[READING TEXT]
________________________

The answer is because large families are so rare these days. There just aren’t that many big families around, so when they do appear in public it causes a stir. I assure you I speak from experience. We have four children, and even when there were three kids we got comments about our “big family.” Nowadays when I am out with all the kids, I’m used to comments that range from “God bless you” (which I appreciate) to “Woah! You must be busy” (not appreciated). I’ve stopped counting all the ways in which recreational institutions, even those geared to children—museums, zoos—can’t seem to imagine family sizes larger than three children when they design membership categories. But maybe the reason isn’t the size of my family so much as where my family and I reside: namely, an urban center.
Ali Modaress and Joel Kotkin chronicled the decline of large families living in cities across America for the summer 2013 issue of City Journal and found that the “childless city” was a new and worrisome trend:
Increasingly, our great American cities, from New York and Chicago to Los Angeles and Seattle, are evolving into playgrounds for the rich, traps for the poor, and way stations for the ambitious young en route eventually to less congested places. The middle-class family has been pushed to the margins, breaking dramatically with urban history.

________________________

[GIVEN RECORDS]
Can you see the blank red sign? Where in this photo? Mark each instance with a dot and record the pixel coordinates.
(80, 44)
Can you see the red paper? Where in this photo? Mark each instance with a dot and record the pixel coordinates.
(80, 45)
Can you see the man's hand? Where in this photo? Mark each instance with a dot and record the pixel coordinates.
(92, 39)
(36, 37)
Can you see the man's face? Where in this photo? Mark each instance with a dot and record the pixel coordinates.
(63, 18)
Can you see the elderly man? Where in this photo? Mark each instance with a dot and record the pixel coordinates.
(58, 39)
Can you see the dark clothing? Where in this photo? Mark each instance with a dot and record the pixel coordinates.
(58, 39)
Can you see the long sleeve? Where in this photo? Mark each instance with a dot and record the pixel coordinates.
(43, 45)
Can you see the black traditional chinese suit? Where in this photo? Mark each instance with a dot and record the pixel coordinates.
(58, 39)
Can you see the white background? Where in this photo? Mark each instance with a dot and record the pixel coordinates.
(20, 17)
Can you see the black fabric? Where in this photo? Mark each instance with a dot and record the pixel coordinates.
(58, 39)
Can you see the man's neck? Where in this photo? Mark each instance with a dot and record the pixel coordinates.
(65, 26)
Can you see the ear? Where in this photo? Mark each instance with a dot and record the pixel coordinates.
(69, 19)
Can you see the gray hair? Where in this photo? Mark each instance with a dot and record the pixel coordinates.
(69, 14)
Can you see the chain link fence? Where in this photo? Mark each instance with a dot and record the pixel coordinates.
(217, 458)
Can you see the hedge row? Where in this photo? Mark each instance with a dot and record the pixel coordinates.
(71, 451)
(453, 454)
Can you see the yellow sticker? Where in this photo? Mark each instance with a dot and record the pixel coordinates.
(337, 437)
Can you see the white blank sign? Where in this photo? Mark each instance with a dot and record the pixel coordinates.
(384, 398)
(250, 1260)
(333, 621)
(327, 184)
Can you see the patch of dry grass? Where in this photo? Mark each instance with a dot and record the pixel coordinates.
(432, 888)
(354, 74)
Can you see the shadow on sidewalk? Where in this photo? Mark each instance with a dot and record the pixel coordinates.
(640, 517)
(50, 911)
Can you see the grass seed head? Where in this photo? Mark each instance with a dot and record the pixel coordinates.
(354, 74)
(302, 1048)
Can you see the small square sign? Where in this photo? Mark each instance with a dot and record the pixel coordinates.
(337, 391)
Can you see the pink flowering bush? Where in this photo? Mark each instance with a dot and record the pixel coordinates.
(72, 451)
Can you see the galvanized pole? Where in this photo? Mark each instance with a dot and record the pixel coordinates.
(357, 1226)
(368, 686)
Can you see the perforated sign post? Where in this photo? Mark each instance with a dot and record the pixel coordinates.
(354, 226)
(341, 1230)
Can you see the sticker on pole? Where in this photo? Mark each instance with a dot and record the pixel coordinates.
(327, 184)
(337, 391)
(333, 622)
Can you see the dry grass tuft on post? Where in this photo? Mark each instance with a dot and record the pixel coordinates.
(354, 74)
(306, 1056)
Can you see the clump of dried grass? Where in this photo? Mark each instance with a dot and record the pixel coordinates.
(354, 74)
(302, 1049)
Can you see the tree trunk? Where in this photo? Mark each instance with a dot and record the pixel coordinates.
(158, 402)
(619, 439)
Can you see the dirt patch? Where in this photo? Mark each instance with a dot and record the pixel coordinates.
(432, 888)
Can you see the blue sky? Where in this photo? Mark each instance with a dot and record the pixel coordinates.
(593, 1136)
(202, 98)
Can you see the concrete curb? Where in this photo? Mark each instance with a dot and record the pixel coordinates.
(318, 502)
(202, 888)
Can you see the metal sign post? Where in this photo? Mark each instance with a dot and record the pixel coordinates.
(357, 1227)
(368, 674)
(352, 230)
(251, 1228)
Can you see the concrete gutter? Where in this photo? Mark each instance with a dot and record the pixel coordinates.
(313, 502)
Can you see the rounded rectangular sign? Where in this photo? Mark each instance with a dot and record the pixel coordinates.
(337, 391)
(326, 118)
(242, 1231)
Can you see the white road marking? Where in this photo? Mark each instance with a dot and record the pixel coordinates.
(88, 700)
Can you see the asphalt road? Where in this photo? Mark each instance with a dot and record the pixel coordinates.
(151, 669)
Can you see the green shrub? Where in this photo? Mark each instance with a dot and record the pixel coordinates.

________________________

[EXERCISE SET]
(a) Answer these questions from the text about large families:
(i) How many children does the writer have?
(ii) In which issue of City Journal did Ali Modaress and Joel Kotkin write about the decline of large families in cities?
(iii) Which four American cities does the quoted passage name?
(b) Repeat word for word the part of the text about large families between "Ali Modaress and" and "with urban history.", inclusive.
Answer from the text about large families alone.

[SOLVED TASKS]
(a)
(i) Four.
(ii) The summer 2013 issue.
(iii) New York, Chicago, Los Angeles, and Seattle.

(b)
Ali Modaress and Joel Kotkin chronicled the decline of large families living in cities across America for the summer 2013 issue of City Journal and found that the “childless city” was a new and worrisome trend:
Increasingly, our great American cities, from New York and Chicago to Los Angeles and Seattle, are evolving into playgrounds for the rich, traps for the poor, and way stations for the ambitious young en route eventually to less congested places. The middle-class family has been pushed to the margins, breaking dramatically with urban history.